[[ Source material, beginning ]]

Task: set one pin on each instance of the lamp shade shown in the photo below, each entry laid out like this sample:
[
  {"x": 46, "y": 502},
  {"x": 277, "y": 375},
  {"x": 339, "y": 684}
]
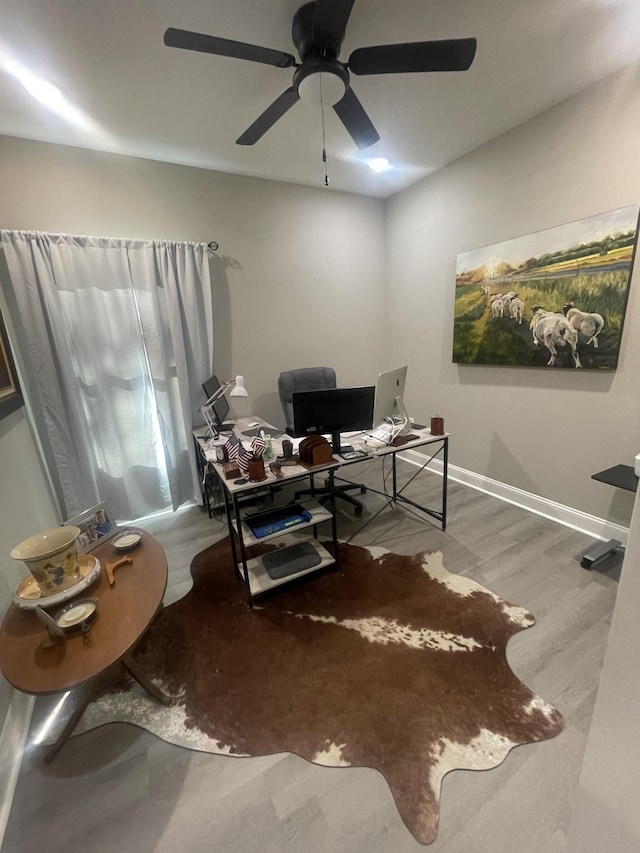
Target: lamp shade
[{"x": 238, "y": 389}]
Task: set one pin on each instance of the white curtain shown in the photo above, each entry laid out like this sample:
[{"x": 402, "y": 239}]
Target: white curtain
[{"x": 117, "y": 337}]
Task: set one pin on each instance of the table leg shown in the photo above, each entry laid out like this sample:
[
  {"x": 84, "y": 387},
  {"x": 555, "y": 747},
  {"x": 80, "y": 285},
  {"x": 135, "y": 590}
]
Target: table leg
[
  {"x": 141, "y": 677},
  {"x": 85, "y": 696}
]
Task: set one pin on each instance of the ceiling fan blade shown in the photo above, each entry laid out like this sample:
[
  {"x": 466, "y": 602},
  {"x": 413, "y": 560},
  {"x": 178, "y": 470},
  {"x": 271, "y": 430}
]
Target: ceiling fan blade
[
  {"x": 225, "y": 47},
  {"x": 269, "y": 117},
  {"x": 351, "y": 113},
  {"x": 330, "y": 19},
  {"x": 448, "y": 55}
]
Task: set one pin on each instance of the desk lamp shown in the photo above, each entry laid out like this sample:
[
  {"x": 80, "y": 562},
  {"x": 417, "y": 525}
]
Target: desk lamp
[{"x": 237, "y": 390}]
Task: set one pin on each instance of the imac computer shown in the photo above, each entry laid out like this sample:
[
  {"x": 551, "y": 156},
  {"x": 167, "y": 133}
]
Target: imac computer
[
  {"x": 389, "y": 402},
  {"x": 332, "y": 411},
  {"x": 220, "y": 407}
]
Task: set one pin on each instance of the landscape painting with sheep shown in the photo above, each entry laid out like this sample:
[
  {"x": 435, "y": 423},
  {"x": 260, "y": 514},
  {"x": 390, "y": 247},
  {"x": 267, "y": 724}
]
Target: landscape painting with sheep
[{"x": 556, "y": 298}]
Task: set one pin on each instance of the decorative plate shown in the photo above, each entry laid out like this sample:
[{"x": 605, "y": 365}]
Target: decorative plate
[
  {"x": 28, "y": 595},
  {"x": 76, "y": 614},
  {"x": 126, "y": 540}
]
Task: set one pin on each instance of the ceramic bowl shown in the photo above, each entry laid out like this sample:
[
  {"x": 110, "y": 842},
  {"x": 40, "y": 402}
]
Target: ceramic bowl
[{"x": 52, "y": 558}]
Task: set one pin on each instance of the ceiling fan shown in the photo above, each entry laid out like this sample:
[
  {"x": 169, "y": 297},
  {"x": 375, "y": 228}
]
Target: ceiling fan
[{"x": 317, "y": 31}]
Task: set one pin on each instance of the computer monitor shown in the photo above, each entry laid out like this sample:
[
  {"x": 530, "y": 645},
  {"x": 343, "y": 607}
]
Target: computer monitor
[
  {"x": 221, "y": 406},
  {"x": 389, "y": 388},
  {"x": 332, "y": 411}
]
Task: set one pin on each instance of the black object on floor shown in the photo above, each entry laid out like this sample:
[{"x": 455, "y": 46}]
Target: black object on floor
[{"x": 289, "y": 561}]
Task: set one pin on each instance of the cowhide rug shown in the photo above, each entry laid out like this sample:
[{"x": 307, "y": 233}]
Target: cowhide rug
[{"x": 390, "y": 662}]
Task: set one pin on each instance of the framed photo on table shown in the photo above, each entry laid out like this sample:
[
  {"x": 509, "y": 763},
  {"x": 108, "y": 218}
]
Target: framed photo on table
[
  {"x": 10, "y": 396},
  {"x": 96, "y": 526}
]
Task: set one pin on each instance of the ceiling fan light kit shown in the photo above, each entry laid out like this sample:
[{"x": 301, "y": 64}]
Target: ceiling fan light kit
[{"x": 321, "y": 78}]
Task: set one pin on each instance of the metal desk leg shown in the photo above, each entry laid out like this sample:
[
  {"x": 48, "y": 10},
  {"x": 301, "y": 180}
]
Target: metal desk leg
[
  {"x": 445, "y": 481},
  {"x": 394, "y": 476}
]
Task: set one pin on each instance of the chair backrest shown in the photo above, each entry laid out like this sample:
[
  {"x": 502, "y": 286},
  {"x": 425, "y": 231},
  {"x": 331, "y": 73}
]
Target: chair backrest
[{"x": 302, "y": 379}]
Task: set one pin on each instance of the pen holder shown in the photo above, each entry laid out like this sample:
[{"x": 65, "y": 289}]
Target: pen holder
[
  {"x": 255, "y": 470},
  {"x": 437, "y": 426}
]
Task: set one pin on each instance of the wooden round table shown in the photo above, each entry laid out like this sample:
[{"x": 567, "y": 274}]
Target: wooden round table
[{"x": 33, "y": 663}]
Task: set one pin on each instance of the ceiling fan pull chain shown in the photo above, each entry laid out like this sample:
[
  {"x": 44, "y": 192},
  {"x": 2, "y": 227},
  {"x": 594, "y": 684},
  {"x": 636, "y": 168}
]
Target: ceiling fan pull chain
[{"x": 324, "y": 139}]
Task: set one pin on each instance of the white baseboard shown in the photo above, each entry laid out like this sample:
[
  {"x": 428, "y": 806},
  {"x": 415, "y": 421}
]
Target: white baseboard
[
  {"x": 593, "y": 526},
  {"x": 13, "y": 738}
]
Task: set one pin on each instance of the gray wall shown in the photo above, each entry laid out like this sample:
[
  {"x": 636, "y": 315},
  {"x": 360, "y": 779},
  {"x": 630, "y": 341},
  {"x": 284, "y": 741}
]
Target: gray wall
[
  {"x": 298, "y": 277},
  {"x": 298, "y": 280},
  {"x": 538, "y": 430}
]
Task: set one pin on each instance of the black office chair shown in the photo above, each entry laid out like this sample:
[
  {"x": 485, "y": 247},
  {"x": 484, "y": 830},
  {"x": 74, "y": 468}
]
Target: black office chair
[{"x": 314, "y": 379}]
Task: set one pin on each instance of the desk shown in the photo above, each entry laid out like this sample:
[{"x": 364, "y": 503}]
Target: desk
[
  {"x": 622, "y": 477},
  {"x": 251, "y": 571},
  {"x": 33, "y": 664},
  {"x": 423, "y": 438}
]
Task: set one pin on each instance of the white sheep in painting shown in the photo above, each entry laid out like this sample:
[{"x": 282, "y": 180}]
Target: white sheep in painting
[
  {"x": 516, "y": 309},
  {"x": 554, "y": 330},
  {"x": 589, "y": 325},
  {"x": 497, "y": 307}
]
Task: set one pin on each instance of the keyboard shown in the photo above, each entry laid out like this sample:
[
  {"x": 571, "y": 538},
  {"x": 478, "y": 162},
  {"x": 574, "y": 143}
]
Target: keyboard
[{"x": 273, "y": 521}]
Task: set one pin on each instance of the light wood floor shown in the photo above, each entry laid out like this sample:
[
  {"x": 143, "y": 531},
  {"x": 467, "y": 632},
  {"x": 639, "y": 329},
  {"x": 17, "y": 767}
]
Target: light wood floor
[{"x": 119, "y": 788}]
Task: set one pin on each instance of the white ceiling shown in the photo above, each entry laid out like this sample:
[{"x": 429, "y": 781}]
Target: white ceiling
[{"x": 148, "y": 100}]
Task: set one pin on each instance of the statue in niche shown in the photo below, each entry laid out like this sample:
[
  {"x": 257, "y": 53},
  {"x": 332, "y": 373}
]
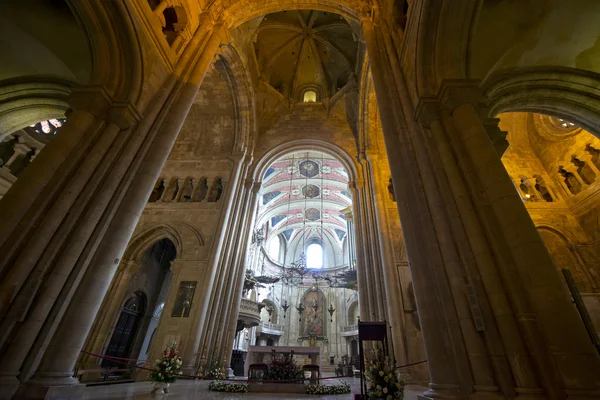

[[ Source material, end ]]

## What you are asked to do
A verbatim copy of every record above is required, with all pictures omitted.

## Solution to the exercise
Task: set one pin on each instance of the lamp shade shown in the photo below, each entry laid out like this sample:
[
  {"x": 46, "y": 502},
  {"x": 277, "y": 375},
  {"x": 339, "y": 684}
]
Target: lamp shade
[{"x": 238, "y": 389}]
Task: set one pin on each instance of the white curtain shown in the photo above, each entry laid out like this sample:
[{"x": 402, "y": 239}]
Target: white curtain
[{"x": 117, "y": 337}]
Task: set one pin on each instance of the table leg shown in the photo above, each entry laid out like this sample:
[
  {"x": 84, "y": 387},
  {"x": 555, "y": 747},
  {"x": 80, "y": 285},
  {"x": 135, "y": 590}
]
Target: table leg
[
  {"x": 141, "y": 677},
  {"x": 85, "y": 696}
]
Task: set one pin on each instance of the ceiling fan blade shown in the photo above, each entry laid out like this sample:
[
  {"x": 466, "y": 602},
  {"x": 413, "y": 560},
  {"x": 178, "y": 470},
  {"x": 271, "y": 430}
]
Target: ceiling fan blade
[
  {"x": 225, "y": 47},
  {"x": 269, "y": 117},
  {"x": 351, "y": 113},
  {"x": 330, "y": 19},
  {"x": 448, "y": 55}
]
Task: set one pin on each instance of the desk lamp shown in the photo above, each entry laid out like this sample:
[
  {"x": 80, "y": 562},
  {"x": 417, "y": 525}
]
Target: desk lamp
[{"x": 237, "y": 390}]
Task: set one pin on each instance of the imac computer shown in the photo above, each entry laid out like this sample:
[
  {"x": 551, "y": 156},
  {"x": 167, "y": 133}
]
Target: imac computer
[
  {"x": 389, "y": 402},
  {"x": 332, "y": 411},
  {"x": 220, "y": 407}
]
Task: set one pin on each instance of the landscape painting with sheep shown in the photo above, each entry laid out like this sample:
[
  {"x": 435, "y": 423},
  {"x": 260, "y": 514},
  {"x": 390, "y": 247},
  {"x": 267, "y": 724}
]
Target: landscape painting with sheep
[{"x": 556, "y": 298}]
Task: set one pin on each instance of the decorative plate shown in the photo above, each entry laid out like this sample:
[{"x": 605, "y": 365}]
Target: decorative plate
[
  {"x": 28, "y": 595},
  {"x": 76, "y": 614},
  {"x": 126, "y": 540}
]
Task: set one pin on each instance of the ceramic bowl shown in the photo above, each entry laid out like this sample:
[
  {"x": 110, "y": 842},
  {"x": 40, "y": 402}
]
Target: ceramic bowl
[{"x": 52, "y": 558}]
Task: set one pin on each instance of the ceiling fan shown in the photo above, each entry laid out like this sample:
[
  {"x": 169, "y": 297},
  {"x": 375, "y": 228}
]
Target: ceiling fan
[{"x": 317, "y": 31}]
Task: set one pin on each instance of the computer monitor shown in the photo above, each entry laid out like this sample:
[
  {"x": 530, "y": 645},
  {"x": 343, "y": 607}
]
Target: computer monitor
[
  {"x": 221, "y": 406},
  {"x": 389, "y": 388},
  {"x": 332, "y": 411}
]
Task: set one pin on each instance of the black object on floor shown in the photo above, each entry laid out like this sample:
[{"x": 455, "y": 46}]
Target: black object on floor
[{"x": 289, "y": 561}]
Task: set one pin on each instance of the cowhide rug shown in the photo above, each entry laid out like this sample:
[{"x": 307, "y": 233}]
Target: cowhide rug
[{"x": 390, "y": 662}]
Task: set one pin on each instance of the framed photo on table shown in the photo above, each entry laid out like this sample:
[
  {"x": 509, "y": 763},
  {"x": 108, "y": 218}
]
Target: framed photo on table
[
  {"x": 10, "y": 396},
  {"x": 96, "y": 526}
]
Task: set one pin on each instance of the ceiling fan light kit shown in the photo above, each entry laid out like this sample:
[{"x": 301, "y": 64}]
Target: ceiling fan light kit
[{"x": 321, "y": 78}]
Task: set one pin on each instance of the metal desk leg shown in the photo above, each entry laid out like this sample:
[
  {"x": 48, "y": 10},
  {"x": 301, "y": 180}
]
Target: metal desk leg
[
  {"x": 445, "y": 481},
  {"x": 394, "y": 476}
]
Task: set one pin on each instance of the chair backrest shown in the photo above, each entry laid out like this sample:
[
  {"x": 502, "y": 286},
  {"x": 425, "y": 231},
  {"x": 331, "y": 73}
]
Target: chair backrest
[{"x": 302, "y": 379}]
Task: set one pin on each instance of the pen holder shown in the photo above, each entry laid out like this sample:
[{"x": 65, "y": 289}]
Target: pen holder
[
  {"x": 255, "y": 470},
  {"x": 437, "y": 426}
]
Task: set one pin on each instance of the wooden round table shown in the photo above, each entry laid out like this sample:
[{"x": 567, "y": 274}]
Target: wooden round table
[{"x": 33, "y": 663}]
Task: set one pin on each instance of the ceiling fan pull chain shown in the photo above, each entry laid out like this sample:
[
  {"x": 44, "y": 192},
  {"x": 2, "y": 227},
  {"x": 594, "y": 684},
  {"x": 636, "y": 168}
]
Target: ceiling fan pull chain
[{"x": 324, "y": 139}]
Task: set one pin on each instance of the white baseboard shown in the photo above, each entry laid out like this sample:
[
  {"x": 428, "y": 806},
  {"x": 415, "y": 421}
]
Target: white baseboard
[
  {"x": 593, "y": 526},
  {"x": 13, "y": 738}
]
Task: set one pin on each instance of the gray wall shown in the photo above, each entry laid out like this sample:
[
  {"x": 636, "y": 315},
  {"x": 360, "y": 779},
  {"x": 630, "y": 341},
  {"x": 284, "y": 741}
]
Target: gray wall
[
  {"x": 298, "y": 277},
  {"x": 298, "y": 280},
  {"x": 538, "y": 430}
]
Task: set one pin on each instance of the black office chair shown in the photo above, each entry laid out like this sample:
[
  {"x": 485, "y": 247},
  {"x": 484, "y": 830},
  {"x": 74, "y": 468}
]
Target: black office chair
[{"x": 314, "y": 379}]
Task: set one pin on each instance of the desk shown in the photo above, each entry laid out like this sample:
[{"x": 364, "y": 503}]
Target: desk
[
  {"x": 622, "y": 477},
  {"x": 251, "y": 571},
  {"x": 33, "y": 664},
  {"x": 423, "y": 438}
]
Task: set one pin on each instance of the white sheep in painting shown in the photo above, each entry laid out like this sample:
[{"x": 282, "y": 180}]
Target: white sheep in painting
[
  {"x": 516, "y": 309},
  {"x": 554, "y": 330},
  {"x": 589, "y": 325},
  {"x": 497, "y": 307}
]
Task: set one pin on each instance of the keyboard shown in the photo above, each entry laid out like this sample:
[
  {"x": 571, "y": 538},
  {"x": 478, "y": 162},
  {"x": 574, "y": 143}
]
Target: keyboard
[{"x": 273, "y": 521}]
Task: set one pin on each instance of the light wood floor shown in the photo above, each entry laid out like this sample:
[
  {"x": 143, "y": 531},
  {"x": 467, "y": 632},
  {"x": 639, "y": 329},
  {"x": 17, "y": 767}
]
Target: light wood floor
[{"x": 119, "y": 788}]
Task: set one pin on each instance of the white ceiling shown in the photo above, each entry laid out like this sample:
[{"x": 429, "y": 781}]
Target: white ceiling
[{"x": 148, "y": 100}]
Task: set one pin on each instance of the statue in niche shown in the photo below, each entry laid out like this sample:
[
  {"x": 257, "y": 53},
  {"x": 332, "y": 373}
]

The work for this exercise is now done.